Copy every record below, exactly as written.

#### [Data excerpts]
· · ·

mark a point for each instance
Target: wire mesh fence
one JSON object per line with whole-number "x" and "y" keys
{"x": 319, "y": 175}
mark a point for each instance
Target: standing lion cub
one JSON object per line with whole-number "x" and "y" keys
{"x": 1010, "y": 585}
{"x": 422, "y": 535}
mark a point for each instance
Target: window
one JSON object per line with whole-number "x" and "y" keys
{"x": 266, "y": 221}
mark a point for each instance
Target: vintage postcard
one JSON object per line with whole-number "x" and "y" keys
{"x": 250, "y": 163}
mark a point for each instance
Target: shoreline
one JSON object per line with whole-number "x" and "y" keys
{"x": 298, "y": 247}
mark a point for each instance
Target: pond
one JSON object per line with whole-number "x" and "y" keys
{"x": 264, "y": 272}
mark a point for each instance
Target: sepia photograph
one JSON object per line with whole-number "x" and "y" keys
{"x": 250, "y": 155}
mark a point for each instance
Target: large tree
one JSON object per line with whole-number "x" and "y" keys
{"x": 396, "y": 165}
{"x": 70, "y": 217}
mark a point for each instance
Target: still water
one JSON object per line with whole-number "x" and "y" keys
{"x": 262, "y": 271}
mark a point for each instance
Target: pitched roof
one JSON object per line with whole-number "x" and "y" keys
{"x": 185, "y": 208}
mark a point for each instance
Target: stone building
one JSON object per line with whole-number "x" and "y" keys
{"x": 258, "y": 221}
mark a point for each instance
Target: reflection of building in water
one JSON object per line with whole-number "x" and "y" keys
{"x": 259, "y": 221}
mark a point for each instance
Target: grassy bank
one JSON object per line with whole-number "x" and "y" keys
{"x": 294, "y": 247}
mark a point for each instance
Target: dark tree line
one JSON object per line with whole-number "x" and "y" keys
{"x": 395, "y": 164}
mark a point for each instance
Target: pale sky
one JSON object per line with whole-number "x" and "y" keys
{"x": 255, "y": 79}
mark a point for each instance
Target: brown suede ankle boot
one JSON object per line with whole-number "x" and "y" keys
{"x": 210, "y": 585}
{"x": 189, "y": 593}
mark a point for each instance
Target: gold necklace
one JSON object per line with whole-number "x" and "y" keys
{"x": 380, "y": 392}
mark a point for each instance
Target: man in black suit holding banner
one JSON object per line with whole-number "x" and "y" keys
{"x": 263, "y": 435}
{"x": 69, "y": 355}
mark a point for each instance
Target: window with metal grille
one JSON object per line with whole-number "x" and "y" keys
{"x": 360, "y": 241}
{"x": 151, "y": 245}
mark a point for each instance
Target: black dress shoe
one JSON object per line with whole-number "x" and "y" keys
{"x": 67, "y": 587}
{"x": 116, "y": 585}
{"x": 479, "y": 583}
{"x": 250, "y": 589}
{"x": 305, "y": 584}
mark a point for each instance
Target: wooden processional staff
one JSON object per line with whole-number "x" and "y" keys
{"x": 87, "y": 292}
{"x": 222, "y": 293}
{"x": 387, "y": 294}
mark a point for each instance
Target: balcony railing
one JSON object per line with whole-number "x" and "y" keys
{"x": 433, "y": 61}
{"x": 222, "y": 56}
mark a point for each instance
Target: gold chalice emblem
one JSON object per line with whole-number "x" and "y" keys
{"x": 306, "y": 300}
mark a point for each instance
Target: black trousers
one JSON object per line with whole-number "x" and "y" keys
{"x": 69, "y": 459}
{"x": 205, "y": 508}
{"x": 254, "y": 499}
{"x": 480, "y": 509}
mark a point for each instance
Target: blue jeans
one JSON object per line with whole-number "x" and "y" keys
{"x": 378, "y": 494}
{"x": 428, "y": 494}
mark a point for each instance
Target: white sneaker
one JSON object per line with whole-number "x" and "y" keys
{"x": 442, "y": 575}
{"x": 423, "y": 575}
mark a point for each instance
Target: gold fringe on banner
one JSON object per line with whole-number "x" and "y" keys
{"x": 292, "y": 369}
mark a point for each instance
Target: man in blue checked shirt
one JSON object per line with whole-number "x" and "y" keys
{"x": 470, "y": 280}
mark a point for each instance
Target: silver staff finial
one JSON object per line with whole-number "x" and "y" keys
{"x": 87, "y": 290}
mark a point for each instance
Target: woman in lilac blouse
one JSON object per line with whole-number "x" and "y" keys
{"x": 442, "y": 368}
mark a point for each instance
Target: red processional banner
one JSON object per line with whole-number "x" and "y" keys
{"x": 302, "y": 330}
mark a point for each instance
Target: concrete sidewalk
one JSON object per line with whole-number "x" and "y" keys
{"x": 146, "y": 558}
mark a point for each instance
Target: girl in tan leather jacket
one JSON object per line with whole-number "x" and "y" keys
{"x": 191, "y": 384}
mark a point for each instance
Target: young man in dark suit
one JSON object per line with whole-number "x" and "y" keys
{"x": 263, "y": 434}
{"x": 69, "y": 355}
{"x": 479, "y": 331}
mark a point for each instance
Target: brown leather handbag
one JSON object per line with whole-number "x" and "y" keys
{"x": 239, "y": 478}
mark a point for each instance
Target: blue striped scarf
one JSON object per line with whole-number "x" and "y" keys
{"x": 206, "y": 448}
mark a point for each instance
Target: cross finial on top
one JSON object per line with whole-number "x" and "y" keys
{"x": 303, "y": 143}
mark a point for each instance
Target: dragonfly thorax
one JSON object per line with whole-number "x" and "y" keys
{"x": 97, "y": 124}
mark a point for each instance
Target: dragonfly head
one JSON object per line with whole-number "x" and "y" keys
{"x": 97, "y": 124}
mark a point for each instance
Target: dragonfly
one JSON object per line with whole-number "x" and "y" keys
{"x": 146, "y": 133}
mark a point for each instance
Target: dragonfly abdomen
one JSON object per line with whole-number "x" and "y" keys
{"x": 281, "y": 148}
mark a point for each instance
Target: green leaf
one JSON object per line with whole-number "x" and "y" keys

· · ·

#### [Problem solution]
mark a point for each instance
Target: wire mesh fence
one JSON object per line with whole-number "x" and "y" keys
{"x": 319, "y": 175}
mark a point for each instance
Target: standing lion cub
one JSON object per line with whole-number "x" and "y" keys
{"x": 1010, "y": 585}
{"x": 422, "y": 535}
mark a point for each instance
Target: window
one JSON object per line with whole-number "x" and "y" keys
{"x": 266, "y": 221}
mark a point for each instance
Target: vintage postcard
one JSON object per line with whole-number "x" and "y" keys
{"x": 250, "y": 163}
mark a point for each instance
Target: shoreline
one JSON object per line with whole-number "x" and "y" keys
{"x": 298, "y": 247}
mark a point for each instance
Target: pond
one JSON object per line with whole-number "x" and "y" keys
{"x": 264, "y": 272}
mark a point for each instance
Target: sepia photograph
one JSON object per line with whole-number "x" and "y" keys
{"x": 250, "y": 155}
mark a point for each instance
Target: large tree
one JSON object per line with whole-number "x" and "y" keys
{"x": 396, "y": 165}
{"x": 70, "y": 217}
mark a point for each instance
Target: still water
one JSON object per line with whole-number "x" and "y" keys
{"x": 262, "y": 271}
mark a point for each instance
Target: pitched roof
one JSON object per line with whole-number "x" and "y" keys
{"x": 185, "y": 208}
mark a point for each instance
Target: stone building
one JSON object per line with whole-number "x" and "y" keys
{"x": 258, "y": 221}
mark a point for each instance
Target: reflection of building in water
one JSON object per line with whole-number "x" and "y" keys
{"x": 259, "y": 221}
mark a point for each instance
Target: grassy bank
one JSON object per line with whole-number "x" and "y" keys
{"x": 294, "y": 247}
mark a point for each instance
Target: dark tree line
one JSON object per line with whole-number "x" and "y" keys
{"x": 395, "y": 164}
mark a point for each instance
Target: pale sky
one JSON object per line with whole-number "x" and "y" keys
{"x": 255, "y": 79}
mark a point for each instance
Target: brown suede ankle boot
one JSON object per line with whole-number "x" and "y" keys
{"x": 210, "y": 585}
{"x": 189, "y": 593}
mark a point for each instance
Target: gold necklace
one JSON object per line with whole-number "x" and "y" keys
{"x": 380, "y": 392}
mark a point for each instance
Target: man in black suit holding banner
one JSON object per line with whole-number "x" and "y" keys
{"x": 263, "y": 435}
{"x": 69, "y": 355}
mark a point for each instance
Target: window with metal grille
one JSON object per line with whole-number "x" and "y" keys
{"x": 360, "y": 241}
{"x": 151, "y": 245}
mark a point for each instance
Target: black dress shoe
one JSON object per line with whole-number "x" and "y" keys
{"x": 67, "y": 587}
{"x": 116, "y": 585}
{"x": 479, "y": 583}
{"x": 250, "y": 589}
{"x": 305, "y": 584}
mark a point for each instance
Target: wooden processional staff
one JSON object per line with whole-number "x" and "y" keys
{"x": 87, "y": 292}
{"x": 222, "y": 293}
{"x": 387, "y": 294}
mark a point for each instance
Target: balcony railing
one JSON object per line with whole-number "x" and "y" keys
{"x": 433, "y": 61}
{"x": 222, "y": 56}
mark a point for each instance
Target: gold chalice emblem
one JSON object per line with whole-number "x" and "y" keys
{"x": 306, "y": 300}
mark a point for each instance
Target: black trousers
one JSON object per line with whole-number "x" and "y" keys
{"x": 69, "y": 459}
{"x": 205, "y": 508}
{"x": 254, "y": 499}
{"x": 480, "y": 509}
mark a point for each instance
Target: blue jeans
one JSON object per line with whole-number "x" and "y" keys
{"x": 378, "y": 494}
{"x": 428, "y": 494}
mark a point for each instance
Target: white sneaker
one JSON object per line with whole-number "x" and "y" keys
{"x": 442, "y": 575}
{"x": 423, "y": 575}
mark a point for each instance
Target: gold fringe on banner
one JSON object per line with whole-number "x" and "y" keys
{"x": 292, "y": 369}
mark a point for each instance
Target: man in blue checked shirt
one JSON object per line with whole-number "x" and "y" keys
{"x": 470, "y": 280}
mark a point for each instance
Target: silver staff finial
one JSON object per line with whole-number "x" and "y" keys
{"x": 87, "y": 290}
mark a point for each instance
Target: woman in lilac blouse
one JSON object per line with whole-number "x" and "y" keys
{"x": 442, "y": 368}
mark a point for each instance
Target: red processional banner
one JSON object per line with whole-number "x" and "y" keys
{"x": 302, "y": 330}
mark a point for each instance
Target: concrete sidewalk
one JSON object per line with whole-number "x" and "y" keys
{"x": 146, "y": 558}
mark a point for each instance
Target: girl in tan leather jacket
one JSON object per line with whole-number "x" and "y" keys
{"x": 191, "y": 384}
mark a point for each instance
Target: young man in dark suit
one JSON object per line with whole-number "x" and "y" keys
{"x": 263, "y": 434}
{"x": 69, "y": 355}
{"x": 479, "y": 331}
mark a point for each instance
Target: brown leather handbag
one JSON object per line with whole-number "x" and "y" keys
{"x": 239, "y": 478}
mark a point for each instance
Target: blue striped scarf
one JSON object per line with whole-number "x" and "y" keys
{"x": 206, "y": 448}
mark a point for each instance
Target: cross finial on top
one JSON object per line with whole-number "x" and "y" keys
{"x": 303, "y": 143}
mark a point for each instance
Target: dragonfly thorax
one JSON object per line with whole-number "x" and "y" keys
{"x": 97, "y": 124}
mark a point for each instance
Target: dragonfly head
one JSON object per line with whole-number "x" and "y" keys
{"x": 97, "y": 124}
mark a point for each instance
Target: dragonfly
one JSON object per line with whole-number "x" and "y" keys
{"x": 146, "y": 133}
mark a point for each instance
Target: dragonfly abdomen
one JSON object per line with whole-number "x" and "y" keys
{"x": 281, "y": 148}
mark a point for each instance
Target: green leaf
one JSON object per line with whole-number "x" and "y" keys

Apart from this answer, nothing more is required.